**Supplied entries**
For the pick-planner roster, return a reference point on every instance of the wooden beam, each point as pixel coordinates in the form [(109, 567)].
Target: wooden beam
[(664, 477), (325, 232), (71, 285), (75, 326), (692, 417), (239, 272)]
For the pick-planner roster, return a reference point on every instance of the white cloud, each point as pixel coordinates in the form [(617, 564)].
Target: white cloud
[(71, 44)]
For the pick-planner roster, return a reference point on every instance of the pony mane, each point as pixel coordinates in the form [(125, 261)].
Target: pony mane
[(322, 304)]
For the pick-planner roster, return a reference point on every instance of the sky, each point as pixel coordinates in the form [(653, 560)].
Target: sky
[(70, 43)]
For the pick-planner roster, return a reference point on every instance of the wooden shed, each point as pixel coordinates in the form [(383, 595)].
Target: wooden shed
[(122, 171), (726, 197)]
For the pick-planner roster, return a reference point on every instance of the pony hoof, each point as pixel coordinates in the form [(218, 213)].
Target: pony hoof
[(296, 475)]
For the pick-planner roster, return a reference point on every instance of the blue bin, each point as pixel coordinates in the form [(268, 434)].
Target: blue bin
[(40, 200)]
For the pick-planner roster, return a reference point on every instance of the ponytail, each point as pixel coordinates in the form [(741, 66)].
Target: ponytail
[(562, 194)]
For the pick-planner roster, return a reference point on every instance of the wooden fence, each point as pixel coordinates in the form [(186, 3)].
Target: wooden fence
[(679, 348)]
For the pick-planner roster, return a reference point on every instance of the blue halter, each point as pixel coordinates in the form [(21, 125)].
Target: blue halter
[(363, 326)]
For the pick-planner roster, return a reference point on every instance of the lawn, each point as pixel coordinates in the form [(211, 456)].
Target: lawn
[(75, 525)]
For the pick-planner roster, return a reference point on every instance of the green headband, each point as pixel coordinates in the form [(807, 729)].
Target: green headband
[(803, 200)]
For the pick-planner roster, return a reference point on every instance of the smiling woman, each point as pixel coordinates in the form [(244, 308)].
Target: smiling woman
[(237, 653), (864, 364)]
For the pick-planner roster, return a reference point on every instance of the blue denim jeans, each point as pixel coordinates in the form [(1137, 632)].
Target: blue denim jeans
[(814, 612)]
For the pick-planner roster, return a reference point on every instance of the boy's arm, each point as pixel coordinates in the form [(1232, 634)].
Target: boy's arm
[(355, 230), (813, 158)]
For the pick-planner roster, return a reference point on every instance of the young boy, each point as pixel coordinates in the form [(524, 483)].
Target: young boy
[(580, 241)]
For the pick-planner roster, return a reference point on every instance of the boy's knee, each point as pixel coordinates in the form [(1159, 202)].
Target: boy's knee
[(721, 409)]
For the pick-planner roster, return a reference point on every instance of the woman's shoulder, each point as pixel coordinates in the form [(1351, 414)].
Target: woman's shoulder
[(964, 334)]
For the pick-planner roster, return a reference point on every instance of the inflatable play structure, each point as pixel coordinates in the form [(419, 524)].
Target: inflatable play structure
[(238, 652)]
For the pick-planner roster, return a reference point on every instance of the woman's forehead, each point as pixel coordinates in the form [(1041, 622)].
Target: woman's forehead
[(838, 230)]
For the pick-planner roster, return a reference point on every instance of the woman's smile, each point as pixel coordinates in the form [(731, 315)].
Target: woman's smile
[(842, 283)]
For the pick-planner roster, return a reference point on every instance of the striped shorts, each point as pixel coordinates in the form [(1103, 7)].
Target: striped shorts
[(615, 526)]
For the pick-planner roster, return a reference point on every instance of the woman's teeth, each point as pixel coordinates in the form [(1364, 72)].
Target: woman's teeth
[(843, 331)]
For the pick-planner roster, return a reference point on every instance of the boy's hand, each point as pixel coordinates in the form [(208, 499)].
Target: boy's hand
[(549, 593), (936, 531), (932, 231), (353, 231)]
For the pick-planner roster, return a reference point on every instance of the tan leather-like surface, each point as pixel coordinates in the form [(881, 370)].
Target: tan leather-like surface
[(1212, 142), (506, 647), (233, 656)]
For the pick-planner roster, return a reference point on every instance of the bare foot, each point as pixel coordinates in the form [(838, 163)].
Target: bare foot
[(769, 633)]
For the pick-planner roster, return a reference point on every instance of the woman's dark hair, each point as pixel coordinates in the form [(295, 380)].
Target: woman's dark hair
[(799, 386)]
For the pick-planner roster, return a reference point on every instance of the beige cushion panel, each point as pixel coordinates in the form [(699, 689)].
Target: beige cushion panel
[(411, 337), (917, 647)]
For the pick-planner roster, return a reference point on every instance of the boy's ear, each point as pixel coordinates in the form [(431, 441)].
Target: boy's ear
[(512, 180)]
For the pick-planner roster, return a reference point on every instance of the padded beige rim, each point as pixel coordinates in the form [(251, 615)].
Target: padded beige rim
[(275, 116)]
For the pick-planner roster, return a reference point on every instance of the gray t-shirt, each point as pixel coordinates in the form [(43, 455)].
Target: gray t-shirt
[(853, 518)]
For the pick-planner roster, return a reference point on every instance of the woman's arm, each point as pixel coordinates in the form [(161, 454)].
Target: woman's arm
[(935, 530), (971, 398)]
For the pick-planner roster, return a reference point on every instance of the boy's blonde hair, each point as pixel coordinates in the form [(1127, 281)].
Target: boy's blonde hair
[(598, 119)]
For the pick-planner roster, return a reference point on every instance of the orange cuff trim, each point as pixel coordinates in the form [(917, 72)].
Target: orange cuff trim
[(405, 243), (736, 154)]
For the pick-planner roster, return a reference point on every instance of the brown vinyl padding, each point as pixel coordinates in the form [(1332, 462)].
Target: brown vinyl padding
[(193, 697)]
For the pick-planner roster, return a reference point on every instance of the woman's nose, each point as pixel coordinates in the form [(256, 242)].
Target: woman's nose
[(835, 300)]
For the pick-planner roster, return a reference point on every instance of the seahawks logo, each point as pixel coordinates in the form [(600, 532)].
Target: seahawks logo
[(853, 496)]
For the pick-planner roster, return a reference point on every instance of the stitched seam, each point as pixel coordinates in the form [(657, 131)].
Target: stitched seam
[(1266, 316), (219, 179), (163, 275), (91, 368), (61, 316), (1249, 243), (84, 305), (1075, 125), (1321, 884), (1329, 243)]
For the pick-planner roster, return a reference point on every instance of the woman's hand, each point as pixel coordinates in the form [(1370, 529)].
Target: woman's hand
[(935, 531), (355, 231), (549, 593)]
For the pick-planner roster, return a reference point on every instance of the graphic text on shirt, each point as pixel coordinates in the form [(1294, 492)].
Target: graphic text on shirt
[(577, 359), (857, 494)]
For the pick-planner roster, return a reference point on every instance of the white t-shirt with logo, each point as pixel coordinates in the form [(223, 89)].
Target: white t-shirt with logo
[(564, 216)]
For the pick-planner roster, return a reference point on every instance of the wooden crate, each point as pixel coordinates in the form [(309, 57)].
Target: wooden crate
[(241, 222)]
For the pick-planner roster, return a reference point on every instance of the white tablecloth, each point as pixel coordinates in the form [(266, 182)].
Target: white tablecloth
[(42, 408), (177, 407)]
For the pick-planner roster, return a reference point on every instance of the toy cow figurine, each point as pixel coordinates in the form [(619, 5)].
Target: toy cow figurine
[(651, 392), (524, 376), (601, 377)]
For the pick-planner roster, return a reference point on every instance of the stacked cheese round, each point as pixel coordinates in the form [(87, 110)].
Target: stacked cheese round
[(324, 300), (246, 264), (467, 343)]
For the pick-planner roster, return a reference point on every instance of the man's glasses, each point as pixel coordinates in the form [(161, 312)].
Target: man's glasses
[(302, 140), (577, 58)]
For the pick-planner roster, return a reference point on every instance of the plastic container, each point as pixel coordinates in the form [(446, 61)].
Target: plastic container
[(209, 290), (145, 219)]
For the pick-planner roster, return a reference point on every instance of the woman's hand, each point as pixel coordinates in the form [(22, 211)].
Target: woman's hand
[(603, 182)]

**Directions for this task**
Please rewrite all the records above with "pixel coordinates" changed to "image coordinates" everywhere, leaving everything else the same.

**Completed exercise**
For the pick-planner roster, return a reference point on every instance of the wooden beam, each point as image coordinates in the form [(109, 567)].
Target: wooden beam
[(664, 477), (325, 232), (71, 285), (75, 326), (692, 417), (239, 272)]
For the pick-planner roster, return a reference point on every instance of the white cloud, each point as image coordinates in the form [(617, 564)].
Target: white cloud
[(71, 44)]
For the pick-planner roster, return a reference point on every instance of the pony mane, each point as image coordinates in the form [(125, 261)].
Target: pony mane
[(322, 304)]
For the pick-planner roster, return a reference point on every instance of the sky, each point as image coordinates in the form [(653, 560)].
Target: sky
[(70, 43)]
For the pick-planner roster, return a reference point on every instance of the wooden shed, each point as image coordinates in the form [(383, 595)].
Target: wooden shed
[(122, 171), (726, 197)]
For the pick-planner roster, return a reference point on every instance of the pony hoof, each point as image coordinates in the form [(218, 213)].
Target: pony hoof
[(296, 475)]
For the pick-planner roster, return a reference point on every instance of the blue bin, each point as image coordinates in the form [(268, 434)].
Target: blue bin
[(40, 200)]
For the pick-planner roster, return a reference point on every instance of the ponytail, each point as image coordinates in the form [(741, 66)].
Target: ponytail
[(562, 194)]
For the pick-planner roster, return a reference point on every instance of the wooden fence, each point as image coordinates in the form [(186, 3)].
Target: wooden fence
[(679, 348)]
For the pick-planner roster, return a reference point on every instance of the blue halter, each point as image coordinates in the form [(21, 125)].
Target: blue halter
[(363, 326)]
For the pick-planner roster, return a reference point on every instance of the lawn, each point as image coordinates in the form [(211, 456)].
Target: lawn
[(75, 525)]
For the pick-planner roster, return a reference point on every instance of the green headband, each point as image coordinates in the form [(807, 729)].
Target: green headband
[(803, 200)]
For the pick-planner roster, return a reference point on every instance of the smiling woman, each point as image coordinates in the form [(244, 308)].
Target: smiling woman
[(237, 653), (864, 364)]
For the pick-planner roster, return a reference point on every instance of the blue denim jeans, each point as image coordinates in the form [(1137, 632)].
Target: blue denim jeans
[(814, 612)]
For the pick-planner roster, return a reference point on every instance of the boy's arm, each point as image coordinates in the form [(1232, 634)].
Target: boy's arm
[(355, 230), (813, 158)]
For the pick-planner roster, return a reference point on every instance of the young boy, each point as image coordinates in the form [(524, 483)].
Target: young boy
[(580, 241)]
For the pick-planner roster, return a reference point on every instance of the boy's knee, each point as image coordinates in the form [(1159, 202)].
Target: boy's knee
[(721, 409)]
For the pick-planner roster, return a reference point on every instance of the woman's shoulder, each point as image coordinates in the form [(1351, 414)].
Target: woman's shoulder
[(964, 334)]
For the pick-planner roster, return a reference point on every instance of the inflatable play structure, each point as image coordinates in the form [(419, 524)].
Target: inflatable play structure
[(238, 652)]
For the pick-planner roster, return a reference point on every instance of the woman's forehead, each point as image coordinates in the form [(1041, 622)].
Target: woman's forehead
[(838, 230)]
For the pick-planner roster, return a reference point on every instance of the woman's smile, each point as image coordinates in the form [(731, 315)].
Target: woman's smile
[(842, 283)]
For the pick-planner roster, return a reference point on every instance of the striped shorts, each point as image coordinates in the form [(1103, 7)].
Target: striped shorts
[(615, 526)]
For the pick-planner roster, return a reference point on every instance of the woman's teeth, each point as image coordinates in the form [(1364, 72)].
Target: woman's teeth
[(843, 331)]
For the pick-planner roster, return a reference point on every instance of the boy's hand, each point as image coordinates in the form [(208, 499)].
Target: boy's hand
[(549, 593), (936, 531), (932, 231), (353, 231)]
For the pick-planner roster, return a reference point on every instance of the tan leather-like surface, each point as image coordinates in the form [(881, 370)].
Target: tan leather-like surface
[(1212, 142), (506, 647), (233, 656)]
For the pick-planner roster, return a reference point on every instance of the bare foot, each point as image coordinates in the form [(838, 163)].
Target: bare foot
[(769, 633)]
For the pick-planner roster, return a reference point on every instance of the woman's dark hair, each point as image coordinates in the form [(295, 380)].
Target: woman's dark hair
[(799, 386)]
For the pick-planner roster, return a reference point on every instance of the beige cushion panel, each point as image coordinates in the form [(699, 689)].
Target: beige cushion panel
[(411, 337), (917, 647)]
For the pick-planner roster, return a reference point on every instance of the boy's ear, each point as image coordinates in the form [(431, 441)].
Target: boy's ear
[(512, 180)]
For the pick-planner roster, return a reference point on every instance of the padded beige rim, each point as image coordinates in the form [(251, 615)].
Target: padded beige rim
[(275, 116)]
For the pick-planner roster, return a reference point on every instance of the gray t-shirt, each point as image coordinates in the form [(43, 455)].
Target: gray t-shirt
[(853, 518)]
For the pick-planner roster, return a reference point on every instance of the woman's arm, each point as image coordinates in the form [(161, 454)].
Target: woman's arm
[(935, 530), (971, 398)]
For the pick-planner roster, return a reference point on every instance of the boy's blonde hair, each point as image coordinates in the form [(1127, 281)].
Target: boy's blonde hair
[(598, 119)]
For the pick-planner roster, return a reference point on every instance of the orange cuff trim, each point as image coordinates in the form [(917, 72)].
Target: orange cuff trim
[(405, 243), (736, 154)]
For the pick-planner roster, return a reference point on every instance of the brown vinyl padding, each point as image coordinates in the form [(1332, 462)].
Target: brown vinyl padding
[(193, 697)]
For the pick-planner roster, return a reference point on every instance of the woman's nose, each point as image coordinates in the form [(256, 242)].
Target: woman's nose
[(835, 300)]
For the pick-planner roster, return a reference point on every instance of the seahawks logo, each point as image coordinates in the form [(600, 532)].
Target: seahawks logo
[(853, 496)]
For the pick-planner roster, return a reference point on every instance of the stitched seam, each point as image coordinates in the form [(657, 131)].
Target: stitched seam
[(1266, 316), (219, 179), (163, 275), (91, 368), (61, 316), (1249, 243), (84, 305), (1075, 125), (1321, 884), (1329, 243)]
For the pick-planner roster, return a reference point on every instance of the woman's hand, each point as image coordinates in the form [(1370, 529)].
Target: woman's hand
[(935, 531), (355, 231), (549, 593)]
For the pick-planner roster, return a reference point on every instance of the graphic text on shirt, each point as image coordinates in the form [(1294, 492)].
Target: graphic text on shirt
[(577, 359), (857, 494)]
For the pick-planner roster, return a reference point on every instance of the white t-shirt with logo, each point as image coordinates in the form [(223, 89)].
Target: white t-shirt with logo
[(564, 216)]
For the pick-planner roster, return a reference point on every instance of the wooden crate, each point as image coordinates in the form [(309, 57)].
Target: wooden crate
[(241, 222)]
For the pick-planner roster, return a reference point on every instance of the white tablecloth, each point as image coordinates in the form [(266, 182)].
Target: white tablecloth
[(42, 408), (177, 407)]
For the pick-planner roster, return a reference point on every instance of the toy cow figurine, each point as image coordinates in the form [(619, 5)].
Target: toy cow figurine
[(651, 392), (524, 376), (601, 377)]
For the pick-planner roster, return a reference point on every instance of the stacked cheese round, each point as image coordinates in the form [(87, 110)].
Target: stacked cheese round
[(324, 300), (246, 264), (467, 343)]
For the pick-planner roster, return a reference point on every instance of the man's glasses, each point as image coordinates in the form [(161, 312)].
Target: man's glasses
[(302, 140), (577, 58)]
For the pick-planner roster, return a reference point on every instance of the plastic container, each point as image coordinates in the form [(446, 61)].
Target: plastic container
[(209, 290), (145, 219)]
For the pick-planner roster, return a reference point on every instance of the woman's hand, each point as image coordinates in the form [(22, 211)].
Target: woman's hand
[(603, 182)]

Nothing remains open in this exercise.